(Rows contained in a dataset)
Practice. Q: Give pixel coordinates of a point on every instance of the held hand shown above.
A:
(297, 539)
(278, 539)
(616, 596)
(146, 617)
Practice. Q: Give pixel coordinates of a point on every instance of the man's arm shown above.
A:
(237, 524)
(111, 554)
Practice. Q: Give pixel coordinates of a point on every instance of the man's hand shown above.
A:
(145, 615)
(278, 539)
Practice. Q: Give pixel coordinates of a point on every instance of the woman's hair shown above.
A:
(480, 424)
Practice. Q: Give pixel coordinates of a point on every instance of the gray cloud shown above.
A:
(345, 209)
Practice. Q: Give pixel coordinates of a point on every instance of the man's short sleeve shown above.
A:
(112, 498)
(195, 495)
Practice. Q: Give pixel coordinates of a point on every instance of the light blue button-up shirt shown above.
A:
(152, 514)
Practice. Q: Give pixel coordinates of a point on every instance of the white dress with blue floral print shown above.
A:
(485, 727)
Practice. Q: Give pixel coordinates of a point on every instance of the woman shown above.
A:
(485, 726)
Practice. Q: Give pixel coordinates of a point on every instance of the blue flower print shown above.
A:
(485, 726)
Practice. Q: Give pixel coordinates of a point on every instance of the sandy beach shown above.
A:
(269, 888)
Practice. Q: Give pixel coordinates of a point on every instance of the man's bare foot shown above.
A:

BRIEF> Could you update the rows that begin at the line containing "foot shown above." and stop after the last row, changing "bare foot" to "left foot" and keeping everything else the same?

TASK OUTPUT>
Practice. Q: Give pixel coordinates of a point on every instance of the man's left foot shown above.
A:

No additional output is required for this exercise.